▶ Work to do
Copy the records from their beginning through the line containing "[269, 101, 485, 325]", swapping "forest floor" for "woodland floor" and changing nothing else; leave the pictures out.

▶ Records for processing
========================================

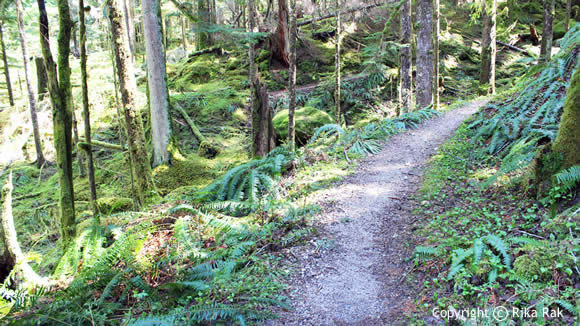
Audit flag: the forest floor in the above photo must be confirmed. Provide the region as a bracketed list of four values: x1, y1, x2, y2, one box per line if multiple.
[269, 101, 485, 325]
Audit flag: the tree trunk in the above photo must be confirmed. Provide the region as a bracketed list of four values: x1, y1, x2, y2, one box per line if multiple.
[181, 16, 187, 53]
[564, 0, 572, 32]
[0, 171, 48, 286]
[196, 0, 213, 51]
[479, 0, 497, 95]
[142, 0, 171, 167]
[288, 0, 297, 151]
[0, 23, 14, 106]
[398, 0, 413, 114]
[416, 0, 433, 109]
[272, 0, 290, 67]
[552, 65, 580, 169]
[36, 0, 76, 244]
[540, 0, 554, 61]
[433, 0, 441, 110]
[16, 0, 45, 168]
[34, 57, 48, 101]
[106, 0, 154, 205]
[79, 0, 98, 216]
[334, 0, 342, 124]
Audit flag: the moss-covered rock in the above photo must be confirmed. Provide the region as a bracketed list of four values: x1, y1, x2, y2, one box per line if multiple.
[97, 197, 133, 214]
[273, 106, 333, 144]
[153, 155, 215, 196]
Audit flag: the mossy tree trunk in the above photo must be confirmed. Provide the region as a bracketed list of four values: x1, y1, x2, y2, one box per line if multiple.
[552, 68, 580, 169]
[540, 0, 555, 61]
[34, 57, 48, 101]
[433, 0, 441, 110]
[16, 0, 45, 167]
[195, 0, 213, 51]
[36, 0, 76, 244]
[272, 0, 290, 66]
[288, 0, 297, 151]
[0, 22, 14, 106]
[0, 171, 48, 286]
[334, 0, 342, 124]
[416, 0, 433, 109]
[105, 0, 154, 205]
[79, 0, 98, 216]
[479, 0, 497, 95]
[142, 0, 172, 167]
[398, 0, 413, 114]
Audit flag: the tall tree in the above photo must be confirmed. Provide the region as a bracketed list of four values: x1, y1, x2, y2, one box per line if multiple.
[288, 0, 297, 151]
[540, 0, 555, 61]
[433, 0, 441, 110]
[79, 0, 98, 216]
[334, 0, 342, 124]
[36, 0, 76, 243]
[399, 0, 413, 113]
[196, 0, 213, 51]
[416, 0, 433, 109]
[105, 0, 154, 205]
[142, 0, 171, 166]
[0, 22, 14, 106]
[15, 0, 45, 167]
[479, 0, 497, 94]
[273, 0, 290, 66]
[552, 63, 580, 168]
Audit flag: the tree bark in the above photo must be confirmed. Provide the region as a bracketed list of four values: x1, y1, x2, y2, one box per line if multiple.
[479, 0, 497, 95]
[0, 23, 14, 106]
[106, 0, 154, 206]
[540, 0, 554, 61]
[79, 0, 98, 216]
[142, 0, 172, 167]
[288, 0, 297, 152]
[433, 0, 441, 110]
[36, 0, 76, 244]
[272, 0, 290, 67]
[416, 0, 433, 109]
[398, 0, 413, 114]
[34, 57, 48, 101]
[552, 63, 580, 169]
[0, 171, 48, 286]
[196, 0, 213, 51]
[334, 0, 342, 124]
[16, 0, 46, 167]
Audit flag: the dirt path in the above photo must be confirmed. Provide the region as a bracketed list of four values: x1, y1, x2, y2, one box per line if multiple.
[268, 102, 483, 325]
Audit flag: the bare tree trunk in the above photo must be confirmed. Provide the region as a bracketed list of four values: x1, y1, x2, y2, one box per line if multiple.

========================================

▶ Solution to the exercise
Audit flag: the woodland floor in the above photo must be confirmed. Provide the region as a bracketed list of four values: x1, y1, x2, y2, one box per line if multiple.
[269, 101, 485, 325]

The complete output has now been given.